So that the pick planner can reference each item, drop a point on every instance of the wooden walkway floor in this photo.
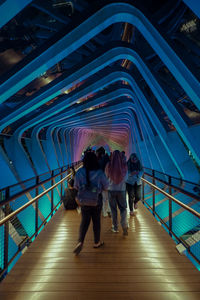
(143, 265)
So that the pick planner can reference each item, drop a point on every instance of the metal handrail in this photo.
(183, 180)
(8, 217)
(194, 212)
(30, 188)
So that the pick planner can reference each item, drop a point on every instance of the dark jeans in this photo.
(88, 213)
(134, 194)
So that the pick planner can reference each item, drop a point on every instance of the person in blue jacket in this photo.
(134, 182)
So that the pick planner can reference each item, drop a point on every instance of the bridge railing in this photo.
(24, 210)
(176, 209)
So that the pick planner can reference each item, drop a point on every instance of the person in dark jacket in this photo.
(134, 182)
(90, 175)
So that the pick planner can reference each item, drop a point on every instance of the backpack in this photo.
(88, 194)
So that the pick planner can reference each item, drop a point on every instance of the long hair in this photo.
(116, 169)
(90, 163)
(134, 166)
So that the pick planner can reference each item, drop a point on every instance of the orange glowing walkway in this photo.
(144, 265)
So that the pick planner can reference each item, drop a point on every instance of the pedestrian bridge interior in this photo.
(119, 74)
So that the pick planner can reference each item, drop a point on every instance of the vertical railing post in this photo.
(153, 192)
(170, 206)
(36, 206)
(143, 190)
(52, 205)
(61, 177)
(6, 230)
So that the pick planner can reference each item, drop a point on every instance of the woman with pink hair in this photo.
(116, 171)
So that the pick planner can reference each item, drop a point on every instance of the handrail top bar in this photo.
(69, 166)
(173, 199)
(49, 172)
(7, 218)
(12, 198)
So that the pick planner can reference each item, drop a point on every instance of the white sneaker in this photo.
(113, 230)
(78, 210)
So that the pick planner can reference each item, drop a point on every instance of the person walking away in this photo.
(134, 182)
(103, 159)
(90, 176)
(116, 171)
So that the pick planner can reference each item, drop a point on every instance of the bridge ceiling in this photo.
(105, 71)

— DO THIS —
Set down all the items above word for word, with the picture left out.

— RESULT OF THIS EXERCISE —
So that the pick planner can reference each item, drop a point on every instance of the wooden walkway floor in this photo.
(143, 265)
So that the pick planner can reference each item, drop a point on every instance of the metal handrail in this photo.
(183, 180)
(8, 217)
(194, 212)
(30, 188)
So that the pick planner can reference each item, drop a point on every instance of the dark jeans in this photo.
(88, 213)
(134, 194)
So that the pick planner can reference each item, drop a point on every instance of the person in blue jacket in this photo.
(134, 182)
So that the pick planner can reference each item, drop a point on every instance of the bridge railing in this photo.
(24, 210)
(176, 209)
So that the pick planner can reference each item, drop a point on every instance of the person in dark jacket in this photo.
(134, 182)
(90, 175)
So that the pick planner can reference each item, drop a point on every instance of the backpack in this photo.
(88, 194)
So that the pick planner can reference each item, drop a point on every instance of the long hair in this photo.
(116, 169)
(90, 163)
(134, 166)
So that the pick planner can reference each item, drop a point on every instance of the orange glowing walkway in this photo.
(144, 265)
So that the pick planner can reference each item, drop a point on every instance of the pedestrian bridge interior in this photo.
(119, 74)
So that the pick planner can reference each item, drop a point on every instance of the vertical railing post in this photo.
(153, 192)
(170, 206)
(36, 206)
(143, 190)
(52, 205)
(61, 177)
(6, 230)
So that the pick planner can reference each item, drop a point on every instance of the woman with pink hair in this photo.
(116, 171)
So that the pick planner can reference each item, drop a point on every instance of the handrail top bar in this photo.
(69, 166)
(173, 199)
(49, 172)
(7, 218)
(12, 198)
So that the pick planner can reference each item, drop a point on every instance of the white sneaker in this photo.
(113, 230)
(78, 210)
So that the pick planner can reference each item, drop a point on every instance of the person walking away in this photo.
(134, 182)
(103, 159)
(90, 176)
(116, 171)
So that the pick planner can reference each item, drop a point on every instance of the bridge ceiling in this photo.
(105, 71)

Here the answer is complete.